◆ Work to complete ◆
Retyping should cover only the lines from the one containing "If you could point at the window with metal" through the final line of the records, with pictures omitted.

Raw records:
####
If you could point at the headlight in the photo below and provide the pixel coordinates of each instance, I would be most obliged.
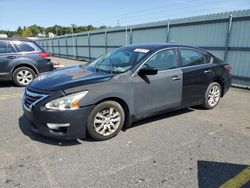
(69, 102)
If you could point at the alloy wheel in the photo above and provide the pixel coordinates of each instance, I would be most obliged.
(214, 95)
(107, 121)
(24, 77)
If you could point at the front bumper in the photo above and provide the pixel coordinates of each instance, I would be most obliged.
(76, 118)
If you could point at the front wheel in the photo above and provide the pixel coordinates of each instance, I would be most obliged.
(212, 96)
(105, 120)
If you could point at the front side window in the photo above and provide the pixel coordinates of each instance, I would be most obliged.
(6, 47)
(118, 61)
(23, 46)
(163, 60)
(191, 57)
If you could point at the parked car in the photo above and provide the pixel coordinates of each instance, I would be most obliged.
(122, 86)
(21, 60)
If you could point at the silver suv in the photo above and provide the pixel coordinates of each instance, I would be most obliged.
(21, 60)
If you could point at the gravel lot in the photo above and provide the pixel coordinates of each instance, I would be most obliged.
(187, 148)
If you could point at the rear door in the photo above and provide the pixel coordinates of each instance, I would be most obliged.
(7, 54)
(197, 74)
(153, 93)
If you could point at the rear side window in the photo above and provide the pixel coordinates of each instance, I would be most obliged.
(6, 47)
(163, 60)
(191, 57)
(23, 46)
(208, 58)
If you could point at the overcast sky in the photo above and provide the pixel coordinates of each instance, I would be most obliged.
(14, 13)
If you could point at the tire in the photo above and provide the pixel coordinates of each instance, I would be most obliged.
(105, 120)
(22, 76)
(212, 96)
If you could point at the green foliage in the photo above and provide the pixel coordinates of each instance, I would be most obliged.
(34, 30)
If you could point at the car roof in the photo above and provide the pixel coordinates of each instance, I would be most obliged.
(157, 46)
(17, 39)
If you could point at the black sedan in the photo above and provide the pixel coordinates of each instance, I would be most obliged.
(122, 86)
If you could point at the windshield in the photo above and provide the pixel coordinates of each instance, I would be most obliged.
(118, 61)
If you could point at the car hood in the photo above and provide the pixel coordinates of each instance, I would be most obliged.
(68, 78)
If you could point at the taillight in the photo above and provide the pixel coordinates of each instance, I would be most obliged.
(44, 55)
(229, 68)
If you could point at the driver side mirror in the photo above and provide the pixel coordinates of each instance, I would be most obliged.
(148, 71)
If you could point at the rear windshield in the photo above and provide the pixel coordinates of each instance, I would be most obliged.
(24, 46)
(118, 61)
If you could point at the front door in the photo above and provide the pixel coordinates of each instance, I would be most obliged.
(158, 92)
(197, 74)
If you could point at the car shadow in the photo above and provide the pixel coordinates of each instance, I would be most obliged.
(7, 84)
(25, 127)
(215, 174)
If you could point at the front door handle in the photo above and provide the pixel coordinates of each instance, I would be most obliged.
(207, 71)
(174, 78)
(11, 57)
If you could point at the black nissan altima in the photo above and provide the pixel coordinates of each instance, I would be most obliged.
(122, 86)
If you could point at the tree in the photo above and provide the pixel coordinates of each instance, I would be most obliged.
(27, 33)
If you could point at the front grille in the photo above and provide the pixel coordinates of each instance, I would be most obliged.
(30, 99)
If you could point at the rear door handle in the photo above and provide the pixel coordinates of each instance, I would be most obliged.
(174, 78)
(11, 57)
(207, 71)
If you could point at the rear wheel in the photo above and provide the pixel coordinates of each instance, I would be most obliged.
(212, 96)
(105, 120)
(22, 76)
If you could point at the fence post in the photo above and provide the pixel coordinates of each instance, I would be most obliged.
(168, 32)
(66, 42)
(58, 44)
(52, 46)
(106, 41)
(228, 37)
(89, 47)
(131, 36)
(73, 45)
(76, 46)
(126, 33)
(47, 45)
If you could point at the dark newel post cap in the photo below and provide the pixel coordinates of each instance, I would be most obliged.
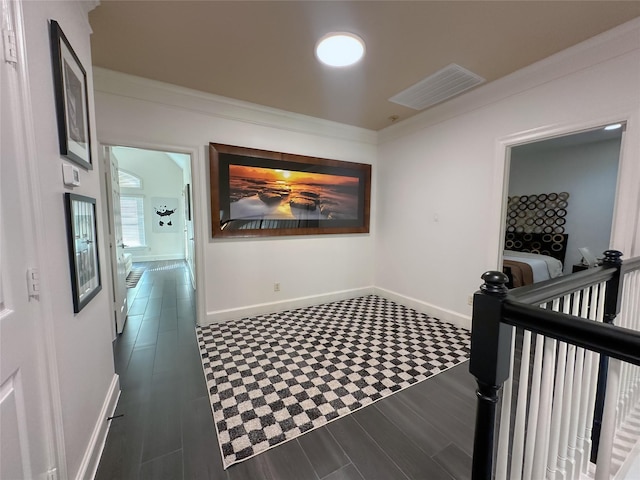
(495, 283)
(612, 257)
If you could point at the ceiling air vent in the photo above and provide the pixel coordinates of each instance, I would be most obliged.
(452, 80)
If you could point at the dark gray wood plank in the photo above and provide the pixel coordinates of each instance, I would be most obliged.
(346, 473)
(202, 457)
(138, 306)
(456, 462)
(284, 462)
(148, 333)
(163, 434)
(405, 454)
(123, 448)
(166, 361)
(421, 432)
(322, 450)
(370, 460)
(460, 433)
(167, 467)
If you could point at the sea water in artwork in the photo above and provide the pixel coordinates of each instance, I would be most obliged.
(256, 192)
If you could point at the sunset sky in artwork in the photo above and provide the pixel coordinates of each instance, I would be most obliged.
(289, 176)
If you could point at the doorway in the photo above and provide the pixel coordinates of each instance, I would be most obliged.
(563, 188)
(155, 207)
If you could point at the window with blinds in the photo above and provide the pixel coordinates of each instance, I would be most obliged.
(132, 217)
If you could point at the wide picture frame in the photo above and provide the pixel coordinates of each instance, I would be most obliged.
(72, 104)
(258, 193)
(84, 261)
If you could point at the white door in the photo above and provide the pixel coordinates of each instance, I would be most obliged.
(116, 243)
(26, 438)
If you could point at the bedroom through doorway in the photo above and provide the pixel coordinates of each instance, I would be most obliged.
(561, 198)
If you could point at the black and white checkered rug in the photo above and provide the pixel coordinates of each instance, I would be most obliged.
(134, 276)
(274, 377)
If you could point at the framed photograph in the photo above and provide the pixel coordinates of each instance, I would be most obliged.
(83, 248)
(165, 215)
(187, 202)
(72, 104)
(257, 193)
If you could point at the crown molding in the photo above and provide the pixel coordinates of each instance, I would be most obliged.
(130, 86)
(601, 48)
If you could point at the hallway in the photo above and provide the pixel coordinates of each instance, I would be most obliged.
(166, 432)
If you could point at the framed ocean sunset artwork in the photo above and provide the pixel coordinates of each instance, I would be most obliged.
(262, 193)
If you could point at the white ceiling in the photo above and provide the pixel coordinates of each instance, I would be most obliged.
(262, 51)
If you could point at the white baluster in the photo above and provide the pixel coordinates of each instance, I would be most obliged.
(517, 454)
(534, 407)
(505, 418)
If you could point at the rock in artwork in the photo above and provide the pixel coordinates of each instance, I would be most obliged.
(166, 218)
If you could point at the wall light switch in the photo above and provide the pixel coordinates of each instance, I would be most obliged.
(70, 175)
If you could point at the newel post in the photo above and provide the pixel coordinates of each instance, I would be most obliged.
(612, 300)
(489, 364)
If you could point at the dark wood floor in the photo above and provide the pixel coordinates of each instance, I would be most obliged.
(166, 429)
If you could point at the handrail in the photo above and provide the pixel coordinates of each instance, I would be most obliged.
(542, 292)
(604, 338)
(496, 310)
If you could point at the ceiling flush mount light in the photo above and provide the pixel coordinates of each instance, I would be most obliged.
(340, 49)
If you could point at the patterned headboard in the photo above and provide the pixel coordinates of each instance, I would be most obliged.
(552, 244)
(536, 224)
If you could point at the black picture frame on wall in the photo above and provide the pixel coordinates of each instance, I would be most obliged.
(82, 239)
(257, 193)
(72, 99)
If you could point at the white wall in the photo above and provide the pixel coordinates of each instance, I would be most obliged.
(86, 382)
(589, 173)
(161, 178)
(238, 274)
(441, 174)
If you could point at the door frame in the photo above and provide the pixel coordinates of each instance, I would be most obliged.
(199, 209)
(624, 237)
(44, 343)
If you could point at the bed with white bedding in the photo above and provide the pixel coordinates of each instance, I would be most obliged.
(543, 267)
(531, 258)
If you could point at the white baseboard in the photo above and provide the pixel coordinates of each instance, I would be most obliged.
(275, 307)
(443, 314)
(91, 459)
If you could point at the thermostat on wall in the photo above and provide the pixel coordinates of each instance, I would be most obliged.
(70, 175)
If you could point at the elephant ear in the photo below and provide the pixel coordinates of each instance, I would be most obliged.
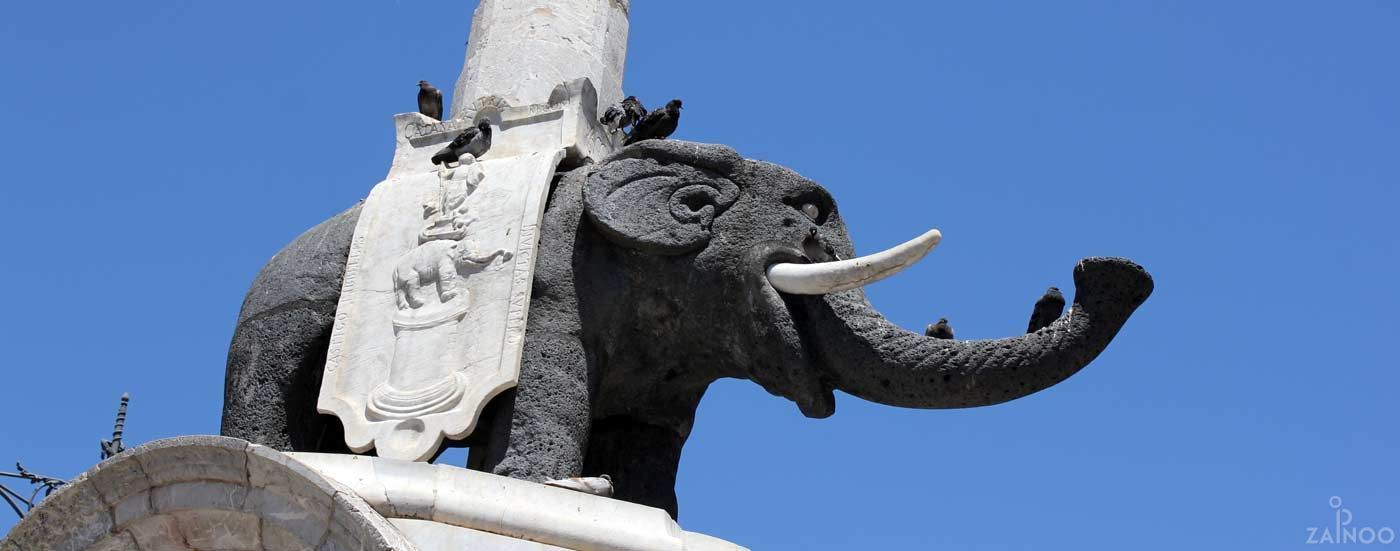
(661, 196)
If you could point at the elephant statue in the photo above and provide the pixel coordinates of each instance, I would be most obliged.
(657, 274)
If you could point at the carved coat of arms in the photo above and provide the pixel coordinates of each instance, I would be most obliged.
(431, 315)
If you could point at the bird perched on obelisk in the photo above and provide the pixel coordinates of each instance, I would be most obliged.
(430, 99)
(475, 140)
(595, 485)
(1047, 309)
(657, 125)
(940, 330)
(623, 113)
(114, 446)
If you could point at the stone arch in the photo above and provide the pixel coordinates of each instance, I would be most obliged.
(203, 492)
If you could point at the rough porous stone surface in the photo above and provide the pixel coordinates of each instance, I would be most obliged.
(650, 285)
(202, 492)
(279, 346)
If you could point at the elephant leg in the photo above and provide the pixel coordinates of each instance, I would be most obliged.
(640, 458)
(549, 416)
(402, 288)
(279, 346)
(447, 277)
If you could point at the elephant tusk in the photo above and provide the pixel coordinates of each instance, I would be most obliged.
(846, 274)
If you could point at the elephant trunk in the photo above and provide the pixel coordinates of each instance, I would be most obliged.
(864, 354)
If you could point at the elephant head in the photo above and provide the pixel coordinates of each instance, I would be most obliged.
(662, 269)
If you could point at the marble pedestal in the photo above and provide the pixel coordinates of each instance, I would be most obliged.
(214, 492)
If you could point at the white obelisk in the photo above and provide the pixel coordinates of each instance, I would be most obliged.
(521, 49)
(431, 322)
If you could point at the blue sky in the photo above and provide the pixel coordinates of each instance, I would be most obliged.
(157, 154)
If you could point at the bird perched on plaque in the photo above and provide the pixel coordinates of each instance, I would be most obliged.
(1047, 309)
(430, 99)
(475, 140)
(595, 485)
(657, 125)
(623, 113)
(940, 330)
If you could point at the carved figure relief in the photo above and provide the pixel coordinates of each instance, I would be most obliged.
(430, 285)
(431, 315)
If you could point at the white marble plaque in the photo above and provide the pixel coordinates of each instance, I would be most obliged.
(431, 315)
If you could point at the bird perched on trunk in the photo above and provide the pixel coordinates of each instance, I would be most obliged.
(430, 99)
(595, 485)
(623, 113)
(1047, 309)
(940, 330)
(657, 125)
(476, 141)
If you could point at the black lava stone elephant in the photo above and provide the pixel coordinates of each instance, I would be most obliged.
(651, 283)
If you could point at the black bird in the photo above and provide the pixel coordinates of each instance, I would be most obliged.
(633, 108)
(1047, 309)
(430, 99)
(476, 141)
(940, 330)
(623, 113)
(657, 125)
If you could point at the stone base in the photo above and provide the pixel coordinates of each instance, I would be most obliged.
(214, 492)
(517, 509)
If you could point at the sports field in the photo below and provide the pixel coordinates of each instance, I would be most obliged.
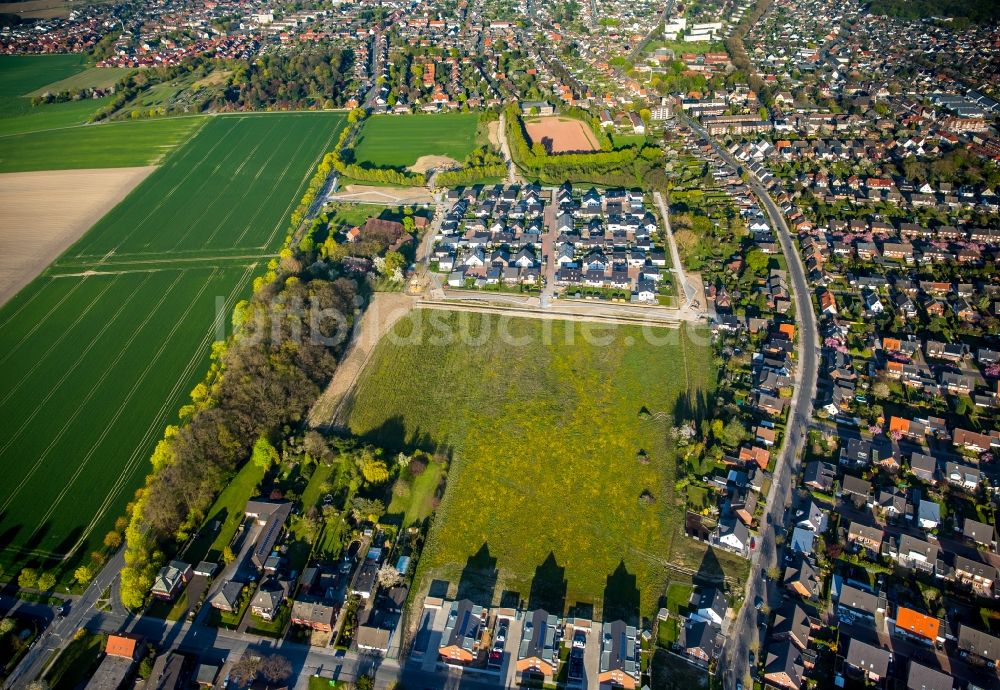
(98, 353)
(544, 494)
(23, 75)
(397, 141)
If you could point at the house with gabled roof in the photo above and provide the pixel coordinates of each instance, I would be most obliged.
(920, 677)
(783, 665)
(979, 532)
(463, 629)
(538, 653)
(802, 579)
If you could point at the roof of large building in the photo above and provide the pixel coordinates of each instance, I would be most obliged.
(917, 623)
(619, 649)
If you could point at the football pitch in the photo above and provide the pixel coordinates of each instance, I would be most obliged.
(398, 141)
(99, 352)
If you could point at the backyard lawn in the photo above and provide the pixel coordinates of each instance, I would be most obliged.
(548, 495)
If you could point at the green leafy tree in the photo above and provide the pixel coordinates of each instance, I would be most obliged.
(264, 454)
(84, 574)
(28, 578)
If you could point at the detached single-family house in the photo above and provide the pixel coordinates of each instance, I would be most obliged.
(462, 632)
(538, 653)
(917, 626)
(170, 580)
(920, 677)
(619, 664)
(873, 662)
(710, 605)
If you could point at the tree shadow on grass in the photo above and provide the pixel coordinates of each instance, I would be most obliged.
(548, 588)
(621, 596)
(479, 577)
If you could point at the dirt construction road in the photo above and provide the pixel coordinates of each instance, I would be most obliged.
(45, 212)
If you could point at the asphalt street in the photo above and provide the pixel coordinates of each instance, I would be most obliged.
(745, 634)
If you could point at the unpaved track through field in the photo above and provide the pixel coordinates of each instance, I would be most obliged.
(43, 213)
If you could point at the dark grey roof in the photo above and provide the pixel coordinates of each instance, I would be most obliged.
(784, 657)
(462, 627)
(619, 649)
(868, 658)
(538, 636)
(921, 677)
(857, 599)
(980, 643)
(701, 635)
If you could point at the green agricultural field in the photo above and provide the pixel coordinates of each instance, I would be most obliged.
(110, 145)
(99, 352)
(397, 141)
(93, 78)
(544, 491)
(22, 75)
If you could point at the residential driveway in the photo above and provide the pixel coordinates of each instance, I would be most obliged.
(435, 625)
(508, 670)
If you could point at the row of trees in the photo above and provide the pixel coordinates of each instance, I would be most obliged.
(264, 376)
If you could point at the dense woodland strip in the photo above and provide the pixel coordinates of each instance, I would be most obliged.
(265, 376)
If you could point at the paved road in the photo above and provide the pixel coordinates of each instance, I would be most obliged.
(745, 634)
(62, 629)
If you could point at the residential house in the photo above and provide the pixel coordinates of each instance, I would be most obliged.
(619, 663)
(916, 553)
(462, 632)
(267, 601)
(819, 476)
(871, 661)
(924, 467)
(710, 605)
(802, 579)
(699, 640)
(227, 598)
(865, 536)
(965, 476)
(271, 516)
(928, 515)
(979, 532)
(917, 626)
(791, 622)
(313, 615)
(783, 665)
(856, 489)
(855, 603)
(920, 677)
(538, 653)
(978, 644)
(975, 574)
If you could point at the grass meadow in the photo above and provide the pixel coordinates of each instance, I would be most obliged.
(105, 145)
(397, 141)
(22, 76)
(544, 487)
(99, 352)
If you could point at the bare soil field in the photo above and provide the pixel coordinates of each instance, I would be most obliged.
(45, 212)
(386, 309)
(425, 163)
(561, 135)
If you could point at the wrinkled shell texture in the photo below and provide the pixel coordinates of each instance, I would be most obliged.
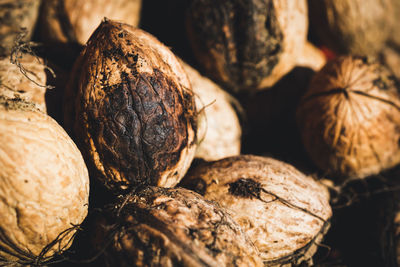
(44, 184)
(352, 26)
(15, 15)
(75, 20)
(349, 118)
(175, 227)
(247, 44)
(14, 83)
(283, 211)
(219, 130)
(135, 109)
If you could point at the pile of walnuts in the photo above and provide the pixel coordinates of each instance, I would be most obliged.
(195, 133)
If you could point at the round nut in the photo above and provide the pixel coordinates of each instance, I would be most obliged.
(44, 185)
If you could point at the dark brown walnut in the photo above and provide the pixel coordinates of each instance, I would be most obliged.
(352, 26)
(247, 44)
(26, 80)
(17, 19)
(74, 21)
(284, 212)
(172, 227)
(349, 118)
(135, 111)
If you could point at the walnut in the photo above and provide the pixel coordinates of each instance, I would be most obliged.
(74, 20)
(352, 26)
(17, 19)
(27, 81)
(44, 186)
(219, 130)
(349, 118)
(135, 112)
(171, 227)
(247, 44)
(284, 212)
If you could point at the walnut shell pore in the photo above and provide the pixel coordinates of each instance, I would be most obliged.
(135, 111)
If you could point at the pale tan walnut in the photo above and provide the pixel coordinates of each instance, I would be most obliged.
(17, 20)
(349, 118)
(219, 132)
(27, 81)
(284, 212)
(75, 20)
(171, 227)
(135, 110)
(249, 44)
(352, 26)
(44, 185)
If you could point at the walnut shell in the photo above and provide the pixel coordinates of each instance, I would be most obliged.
(44, 186)
(172, 227)
(135, 110)
(14, 16)
(75, 20)
(219, 130)
(249, 44)
(284, 212)
(349, 118)
(30, 86)
(352, 26)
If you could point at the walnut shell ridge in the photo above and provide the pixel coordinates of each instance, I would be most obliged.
(247, 44)
(44, 185)
(349, 118)
(219, 131)
(284, 212)
(172, 227)
(135, 111)
(74, 20)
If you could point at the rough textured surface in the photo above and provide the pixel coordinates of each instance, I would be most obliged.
(13, 82)
(44, 185)
(135, 110)
(349, 118)
(284, 212)
(15, 15)
(172, 227)
(75, 20)
(352, 26)
(219, 130)
(247, 44)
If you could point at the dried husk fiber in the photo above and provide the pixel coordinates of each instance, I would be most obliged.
(349, 118)
(171, 227)
(352, 26)
(44, 185)
(17, 18)
(67, 21)
(247, 44)
(27, 80)
(284, 212)
(219, 131)
(135, 110)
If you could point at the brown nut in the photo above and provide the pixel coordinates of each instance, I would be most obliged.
(44, 185)
(135, 110)
(75, 20)
(17, 20)
(219, 130)
(284, 212)
(27, 81)
(352, 26)
(349, 118)
(172, 227)
(247, 44)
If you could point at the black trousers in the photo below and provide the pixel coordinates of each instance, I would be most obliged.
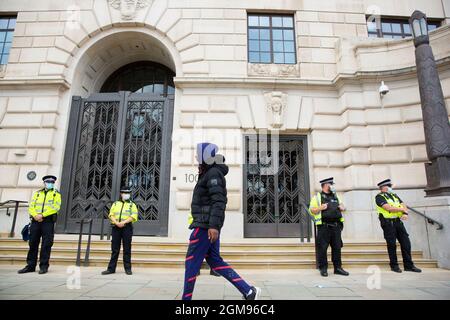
(46, 231)
(121, 235)
(329, 235)
(393, 230)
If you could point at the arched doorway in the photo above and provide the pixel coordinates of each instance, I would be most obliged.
(121, 137)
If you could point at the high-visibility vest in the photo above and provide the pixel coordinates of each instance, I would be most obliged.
(316, 202)
(190, 218)
(392, 202)
(45, 203)
(122, 210)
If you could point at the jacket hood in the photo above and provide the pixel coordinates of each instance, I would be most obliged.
(219, 162)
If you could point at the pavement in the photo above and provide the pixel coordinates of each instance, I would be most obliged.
(86, 283)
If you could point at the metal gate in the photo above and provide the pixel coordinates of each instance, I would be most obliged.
(118, 139)
(276, 186)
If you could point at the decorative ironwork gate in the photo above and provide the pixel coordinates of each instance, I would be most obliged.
(114, 140)
(276, 187)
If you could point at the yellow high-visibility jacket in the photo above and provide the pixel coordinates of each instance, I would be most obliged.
(45, 203)
(315, 203)
(393, 203)
(122, 210)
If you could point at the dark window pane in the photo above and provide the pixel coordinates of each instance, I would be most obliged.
(289, 58)
(254, 45)
(265, 57)
(148, 88)
(4, 59)
(288, 22)
(253, 57)
(158, 88)
(264, 21)
(277, 22)
(406, 28)
(7, 47)
(371, 26)
(253, 21)
(386, 27)
(264, 45)
(288, 34)
(9, 36)
(278, 46)
(4, 23)
(12, 23)
(396, 28)
(253, 34)
(278, 57)
(277, 34)
(289, 46)
(264, 34)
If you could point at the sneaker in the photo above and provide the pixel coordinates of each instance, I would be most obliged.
(43, 271)
(413, 269)
(396, 269)
(26, 270)
(253, 294)
(106, 272)
(341, 271)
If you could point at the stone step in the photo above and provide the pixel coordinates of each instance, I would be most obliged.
(178, 245)
(239, 264)
(227, 253)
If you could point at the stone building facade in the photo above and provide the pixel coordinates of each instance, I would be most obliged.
(327, 100)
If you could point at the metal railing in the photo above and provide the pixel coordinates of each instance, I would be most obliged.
(89, 218)
(16, 204)
(427, 218)
(311, 220)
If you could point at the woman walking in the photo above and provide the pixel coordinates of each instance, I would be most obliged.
(208, 212)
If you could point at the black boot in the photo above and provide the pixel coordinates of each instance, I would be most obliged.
(213, 273)
(43, 270)
(27, 269)
(341, 271)
(413, 269)
(106, 272)
(396, 269)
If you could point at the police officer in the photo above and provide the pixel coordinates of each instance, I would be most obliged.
(122, 214)
(327, 208)
(43, 210)
(391, 211)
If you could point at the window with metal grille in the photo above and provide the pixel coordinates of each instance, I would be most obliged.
(395, 28)
(271, 38)
(7, 25)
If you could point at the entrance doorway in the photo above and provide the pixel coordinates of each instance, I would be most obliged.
(276, 187)
(121, 137)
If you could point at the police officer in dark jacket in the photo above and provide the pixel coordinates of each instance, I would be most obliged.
(391, 211)
(208, 205)
(327, 208)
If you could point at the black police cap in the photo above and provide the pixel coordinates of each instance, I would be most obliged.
(327, 180)
(383, 183)
(49, 177)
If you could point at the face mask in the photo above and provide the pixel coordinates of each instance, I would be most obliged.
(49, 185)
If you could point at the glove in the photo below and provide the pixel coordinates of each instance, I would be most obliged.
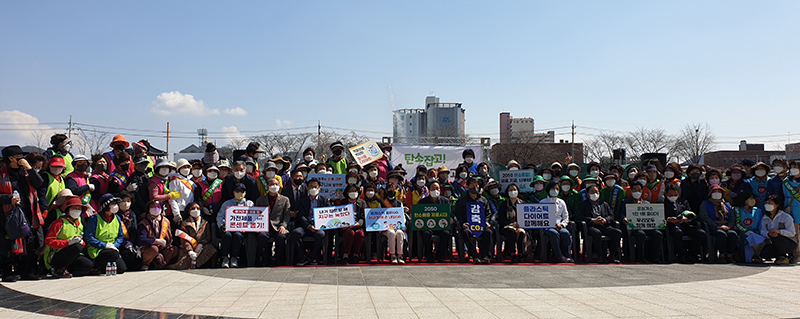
(74, 240)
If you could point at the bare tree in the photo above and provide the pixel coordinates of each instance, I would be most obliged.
(693, 141)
####
◆ Response to this exercise ◆
If you could point at the window with metal grille in the photo above and provide the pixel coordinates of each instance, I would be most obliged.
(395, 28)
(271, 38)
(7, 25)
If you could point at the entrance doorway in the photo above and provide the pixel coordinates of each instance, I would be most obliged.
(276, 187)
(121, 137)
If you could point at the police officer in dark jacket in the photo above and provide the pixel coordinates of each instance, I would be most obliged.
(391, 211)
(208, 205)
(327, 208)
If you could point at the black police cap in the photo above and provide the pixel coordinates of each instance, I would be most obliged.
(327, 180)
(383, 183)
(49, 177)
If you could point at the face mask in the photo above and provide the pixel coordinates of each instance, I would be most obliged.
(49, 185)
If you could point at the glove in the photo below and provide the pixel coordinates of each instance, I would be most obliged.
(74, 240)
If you could point at the bare tree in the photo above and provide the pixel coordinates of each instance, I would be most obliged.
(693, 141)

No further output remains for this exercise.